— Task details —
Extract the listing in its entirety, keeping each line identical to the original.

— Exercise data —
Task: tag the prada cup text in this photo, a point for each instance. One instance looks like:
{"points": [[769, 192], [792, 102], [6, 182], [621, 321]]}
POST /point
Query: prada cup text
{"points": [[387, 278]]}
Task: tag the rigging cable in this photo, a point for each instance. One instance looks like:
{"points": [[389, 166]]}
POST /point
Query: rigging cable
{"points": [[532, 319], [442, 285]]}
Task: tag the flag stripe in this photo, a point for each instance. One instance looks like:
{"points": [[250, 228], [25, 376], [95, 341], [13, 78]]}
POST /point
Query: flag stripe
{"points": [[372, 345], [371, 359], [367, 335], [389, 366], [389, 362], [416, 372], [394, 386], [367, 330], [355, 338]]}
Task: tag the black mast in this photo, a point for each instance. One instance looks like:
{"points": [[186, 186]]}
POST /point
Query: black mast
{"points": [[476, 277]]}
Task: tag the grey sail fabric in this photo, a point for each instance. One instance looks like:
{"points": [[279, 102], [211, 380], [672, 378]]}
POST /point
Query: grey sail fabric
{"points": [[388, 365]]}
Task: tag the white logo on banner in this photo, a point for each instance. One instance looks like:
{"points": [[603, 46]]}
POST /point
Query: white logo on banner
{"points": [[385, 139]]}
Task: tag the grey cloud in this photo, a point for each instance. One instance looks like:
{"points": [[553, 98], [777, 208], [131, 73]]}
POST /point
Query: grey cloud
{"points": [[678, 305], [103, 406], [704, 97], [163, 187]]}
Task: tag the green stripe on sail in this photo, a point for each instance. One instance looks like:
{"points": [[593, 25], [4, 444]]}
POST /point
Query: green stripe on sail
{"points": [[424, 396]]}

— Final answer —
Task: tag the prada cup text in this photo, a point for each instance. One instance looks like:
{"points": [[769, 192], [792, 102], [6, 182], [621, 321]]}
POST /point
Query: prada cup text
{"points": [[387, 278]]}
Task: tag the rigging cable in this photo, a point for each instance. One instance looks like:
{"points": [[389, 166]]}
POST /point
Query: rigging cable
{"points": [[532, 319], [442, 285]]}
Task: tag the flag stripe in this photo, a point for each instance. One instance looks like:
{"points": [[250, 228], [25, 376], [95, 341], [13, 78]]}
POST /point
Query: flag stripe
{"points": [[372, 345], [371, 359], [367, 335], [389, 366], [389, 362], [416, 372], [394, 386], [367, 330], [355, 338]]}
Task: tag the black mast in this photo, a point for each instance. One instance looks like:
{"points": [[186, 186]]}
POST /point
Query: black mast
{"points": [[476, 277]]}
Task: tag the grey sail fabric in this photo, a point for each instance. One instance looks like:
{"points": [[279, 102], [211, 380], [672, 378]]}
POST /point
Query: grey sail fabric
{"points": [[388, 365]]}
Task: tag the white logo on banner in this photo, a point for each instance. One instance looks like:
{"points": [[603, 46]]}
POST /point
Query: white logo on banner
{"points": [[385, 139]]}
Task: tag the grey cloud in this photo, a point for each instance. One instance looks like:
{"points": [[553, 98], [777, 208], [131, 73]]}
POST /point
Query: grey cloud
{"points": [[678, 305], [103, 406], [704, 97], [163, 187]]}
Task: tag the green stripe on sail in this photo, a point for each instance. One instance looks like:
{"points": [[593, 25], [4, 444]]}
POST /point
Query: green stripe on sail
{"points": [[424, 396]]}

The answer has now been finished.